AUSGANGSTEXT:
Kolumne: Als ich noch ein Zuschauer war - Wolfgang Behrens über die Aussagekraft von Klarnamen
Ein – – – was???
von Wolfgang Behrens
1. September 2015. Immer mal wieder kocht es hoch. Immer mal wieder erregt sich jemand darüber, dass es auf nachtkritik.de Kommentare von Menschen zu lesen gibt, die anonym bleiben. Für manche ist die Anonymität sogar der Wesenskern von nachtkritik.de – erst in der letzten Woche etwa konnte man in einem Berliner Stadtmagazin nachlesen, nachtkritik.de sei ein "Portal, auf dem anonyme Schreiber gerne alles Mögliche und Unmögliche mutmaßen."
Der Minetti-Test
Ich frage mich oft, was eigentlich gewonnen wäre, wenn ein Kommentar z.B. nicht mit "Elsas Tante", sondern mit dem (wie auch immer verbürgten) Klarnamen Sabina Flücki gezeichnet wäre. Wüsste man dann Bescheid?
Als ich noch ein Zuschauer war, habe ich einmal, was Klarnamen betrifft, eine eindrückliche Lektion erhalten. Der große Bernhard Minetti lebte damals noch, und sogar das Berliner Schiller Theater war noch ein Theater und kein Opernasyl. Der Dramatiker Peter Turrini hatte sich dort eines Vormittags zu einem Foyergespräch eingefunden, eine Kommilitonin und ich saßen unter den Zuhörer*innen, der etwa 85-jährige Bernhard Minetti ebenfalls. Meine Kommilitonin, die auch ab und an beim Abenddienst des Theaters aushalf, stellte im Verlauf der Veranstaltung aus dem Publikum heraus eine Frage. Turrini stand Antwort, und kurze Zeit später war das Gespräch auch schon zu Ende.
Plötzlich aber bewegte sich der greise Minetti zielstrebig auf uns zu – helle Aufregung bei uns! – und richtete das Wort an meine Kommilitonin. Mit seiner unverwechselbaren Diktion, die irgendwo ganz tief aus dem Rachen geisterhaft mümmelnde Laute hervorholte, während es in seinem Gesicht fortwährend mahlend arbeitete (wer's nie gehört hat, der bitte Ulrich Matthes um eine Kostprobe – er hat einmal den zweiten Preis in einem Bernhard-Minetti-Imitationswettbewerb gewonnen), sagte er: "Ihre Frage hat mir sehr gefallen. Sie hat den Kern berührt." Oder so etwas Ähnliches. Und setzte schließlich hinzu: "Mit wem habe ich das Vergnügen?"

BEREITGESTELLTES MATERIAL:
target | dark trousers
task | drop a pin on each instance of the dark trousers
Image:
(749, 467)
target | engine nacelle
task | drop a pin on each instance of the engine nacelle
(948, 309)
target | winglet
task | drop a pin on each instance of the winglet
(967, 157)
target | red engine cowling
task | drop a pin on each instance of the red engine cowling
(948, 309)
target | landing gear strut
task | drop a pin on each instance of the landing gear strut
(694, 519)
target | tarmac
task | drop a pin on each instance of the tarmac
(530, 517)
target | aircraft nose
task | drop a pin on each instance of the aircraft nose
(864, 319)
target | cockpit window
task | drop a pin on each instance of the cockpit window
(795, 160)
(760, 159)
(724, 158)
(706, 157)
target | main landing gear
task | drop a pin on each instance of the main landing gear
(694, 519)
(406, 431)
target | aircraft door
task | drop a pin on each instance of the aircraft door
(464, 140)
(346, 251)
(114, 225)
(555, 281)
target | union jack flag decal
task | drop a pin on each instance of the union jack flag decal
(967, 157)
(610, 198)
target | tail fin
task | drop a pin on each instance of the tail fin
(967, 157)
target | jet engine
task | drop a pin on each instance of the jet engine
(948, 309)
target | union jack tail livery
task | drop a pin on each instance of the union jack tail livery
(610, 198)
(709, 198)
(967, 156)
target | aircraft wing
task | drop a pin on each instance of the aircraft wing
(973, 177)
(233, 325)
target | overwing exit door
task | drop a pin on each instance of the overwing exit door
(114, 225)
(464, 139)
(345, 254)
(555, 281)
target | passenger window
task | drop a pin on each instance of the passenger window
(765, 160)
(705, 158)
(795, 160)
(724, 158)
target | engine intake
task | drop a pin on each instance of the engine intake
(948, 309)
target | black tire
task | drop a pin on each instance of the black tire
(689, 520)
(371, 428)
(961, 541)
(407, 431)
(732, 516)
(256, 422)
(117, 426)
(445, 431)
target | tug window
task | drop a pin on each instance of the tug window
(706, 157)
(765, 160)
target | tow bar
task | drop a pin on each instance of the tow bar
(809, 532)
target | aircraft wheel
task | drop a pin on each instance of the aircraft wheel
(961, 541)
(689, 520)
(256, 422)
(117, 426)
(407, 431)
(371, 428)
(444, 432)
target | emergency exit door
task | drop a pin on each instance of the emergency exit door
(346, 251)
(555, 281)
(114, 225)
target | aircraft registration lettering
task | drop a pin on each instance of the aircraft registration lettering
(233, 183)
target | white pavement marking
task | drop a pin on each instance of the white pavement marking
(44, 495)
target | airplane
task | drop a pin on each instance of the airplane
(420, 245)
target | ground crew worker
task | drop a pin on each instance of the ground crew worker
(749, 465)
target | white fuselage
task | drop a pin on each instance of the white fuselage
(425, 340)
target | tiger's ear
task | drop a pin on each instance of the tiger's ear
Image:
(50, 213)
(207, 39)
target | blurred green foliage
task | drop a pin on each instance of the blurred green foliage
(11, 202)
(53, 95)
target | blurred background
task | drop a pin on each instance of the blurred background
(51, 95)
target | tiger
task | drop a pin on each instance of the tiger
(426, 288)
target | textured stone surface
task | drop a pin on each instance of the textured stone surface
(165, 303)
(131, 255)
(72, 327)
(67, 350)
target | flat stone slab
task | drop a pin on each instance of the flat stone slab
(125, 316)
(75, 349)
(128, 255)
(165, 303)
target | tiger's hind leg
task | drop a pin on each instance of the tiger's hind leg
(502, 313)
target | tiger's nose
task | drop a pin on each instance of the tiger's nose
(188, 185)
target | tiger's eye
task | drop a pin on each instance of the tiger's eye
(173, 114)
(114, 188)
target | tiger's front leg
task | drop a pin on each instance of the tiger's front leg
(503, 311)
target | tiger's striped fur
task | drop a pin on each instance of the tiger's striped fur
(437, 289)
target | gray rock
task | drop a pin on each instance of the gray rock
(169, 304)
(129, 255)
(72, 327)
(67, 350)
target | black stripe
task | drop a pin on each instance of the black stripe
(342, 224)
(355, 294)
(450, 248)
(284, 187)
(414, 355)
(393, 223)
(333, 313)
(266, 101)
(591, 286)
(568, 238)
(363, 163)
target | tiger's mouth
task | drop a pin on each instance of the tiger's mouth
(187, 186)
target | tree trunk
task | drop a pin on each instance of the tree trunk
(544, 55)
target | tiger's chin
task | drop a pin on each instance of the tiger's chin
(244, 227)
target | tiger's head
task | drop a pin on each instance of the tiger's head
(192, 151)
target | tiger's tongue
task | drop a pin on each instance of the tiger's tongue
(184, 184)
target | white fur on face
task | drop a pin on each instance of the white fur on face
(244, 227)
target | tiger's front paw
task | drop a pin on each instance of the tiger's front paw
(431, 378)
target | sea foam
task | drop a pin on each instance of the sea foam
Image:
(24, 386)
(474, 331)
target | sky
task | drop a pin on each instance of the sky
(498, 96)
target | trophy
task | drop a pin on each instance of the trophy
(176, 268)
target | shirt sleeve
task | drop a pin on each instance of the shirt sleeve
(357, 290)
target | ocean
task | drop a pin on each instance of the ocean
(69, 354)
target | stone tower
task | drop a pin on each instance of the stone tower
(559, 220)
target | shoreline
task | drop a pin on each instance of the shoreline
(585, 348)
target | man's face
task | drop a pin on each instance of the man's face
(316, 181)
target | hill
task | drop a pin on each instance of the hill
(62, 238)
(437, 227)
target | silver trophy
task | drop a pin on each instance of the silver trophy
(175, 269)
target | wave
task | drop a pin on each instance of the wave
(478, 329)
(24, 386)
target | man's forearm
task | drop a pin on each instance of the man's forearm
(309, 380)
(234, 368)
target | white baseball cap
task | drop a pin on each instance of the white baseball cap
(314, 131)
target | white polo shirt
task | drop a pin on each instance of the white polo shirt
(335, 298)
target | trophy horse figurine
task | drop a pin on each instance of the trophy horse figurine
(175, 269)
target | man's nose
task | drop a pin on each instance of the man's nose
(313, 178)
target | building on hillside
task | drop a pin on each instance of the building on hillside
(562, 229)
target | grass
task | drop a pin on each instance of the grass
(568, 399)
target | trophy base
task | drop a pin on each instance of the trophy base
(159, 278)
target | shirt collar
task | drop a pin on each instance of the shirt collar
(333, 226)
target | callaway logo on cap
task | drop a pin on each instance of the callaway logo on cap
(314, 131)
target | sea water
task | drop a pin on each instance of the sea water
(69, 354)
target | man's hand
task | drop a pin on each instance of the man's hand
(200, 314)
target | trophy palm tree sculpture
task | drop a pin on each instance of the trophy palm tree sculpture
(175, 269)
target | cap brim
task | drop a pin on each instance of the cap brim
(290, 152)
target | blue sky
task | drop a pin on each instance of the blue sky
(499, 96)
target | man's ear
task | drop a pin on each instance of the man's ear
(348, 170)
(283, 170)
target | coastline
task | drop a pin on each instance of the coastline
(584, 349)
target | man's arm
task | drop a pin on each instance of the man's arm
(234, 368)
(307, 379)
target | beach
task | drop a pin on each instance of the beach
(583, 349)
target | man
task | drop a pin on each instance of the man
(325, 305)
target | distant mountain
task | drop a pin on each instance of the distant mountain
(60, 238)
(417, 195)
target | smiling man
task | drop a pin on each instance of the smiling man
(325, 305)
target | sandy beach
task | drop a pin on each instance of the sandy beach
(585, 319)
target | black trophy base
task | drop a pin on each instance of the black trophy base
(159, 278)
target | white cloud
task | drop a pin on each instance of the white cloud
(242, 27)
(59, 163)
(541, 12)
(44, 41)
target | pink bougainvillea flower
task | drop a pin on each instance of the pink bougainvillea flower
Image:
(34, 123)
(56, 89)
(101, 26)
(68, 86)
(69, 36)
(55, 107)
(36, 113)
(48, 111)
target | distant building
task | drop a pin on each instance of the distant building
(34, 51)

AUFGABE 1: Fasse den Absatz der Kolumne, der mit „Als ich noch ein Zuschauer war, habe ich einmal“ beginnt, kürzer zusammen und behalte dabei seine wichtigsten Fakten bei.
AUFGABE 2: Schreibe den Abschnitt der Kolumne ab, beginnend mit "Der Minetti-Test" und weiter bis einschließlich "schon zu Ende.".
AUFGABE 3: Nenne alle Personen, die in der Kolumne mit Vor- und Nachnamen genannt werden.
Das Material steht in keinem Zusammenhang mit dem Ausgangstext.

SCHRIFTLICHE ANTWORT 1: Als ich noch Zuschauer war, erhielt ich eine eindrückliche Lektion über Klarnamen. Damals lebte Bernhard Minetti noch, und das Berliner Schiller Theater war noch ein Theater und kein Opernasyl. Zu einem vormittäglichen Foyergespräch mit dem Dramatiker Peter Turrini kamen eine Kommilitonin, ich und der etwa 85-jährige Minetti. Meine Kommilitonin, die gelegentlich beim Abenddienst des Theaters aushalf, stellte aus dem Publikum eine Frage. Turrini antwortete, und kurz darauf war das Gespräch zu Ende.

SCHRIFTLICHE ANTWORT 2:
Der Minetti-Test
Ich frage mich oft, was eigentlich gewonnen wäre, wenn ein Kommentar z.B. nicht mit "Elsas Tante", sondern mit dem (wie auch immer verbürgten) Klarnamen Sabina Flücki gezeichnet wäre. Wüsste man dann Bescheid?
Als ich noch ein Zuschauer war, habe ich einmal, was Klarnamen betrifft, eine eindrückliche Lektion erhalten. Der große Bernhard Minetti lebte damals noch, und sogar das Berliner Schiller Theater war noch ein Theater und kein Opernasyl. Der Dramatiker Peter Turrini hatte sich dort eines Vormittags zu einem Foyergespräch eingefunden, eine Kommilitonin und ich saßen unter den Zuhörer*innen, der etwa 85-jährige Bernhard Minetti ebenfalls. Meine Kommilitonin, die auch ab und an beim Abenddienst des Theaters aushalf, stellte im Verlauf der Veranstaltung aus dem Publikum heraus eine Frage. Turrini stand Antwort, und kurze Zeit später war das Gespräch auch schon zu Ende.

SCHRIFTLICHE ANTWORT 3:
- Wolfgang Behrens
- Sabina Flücki
- Bernhard Minetti
- Peter Turrini
- Ulrich Matthes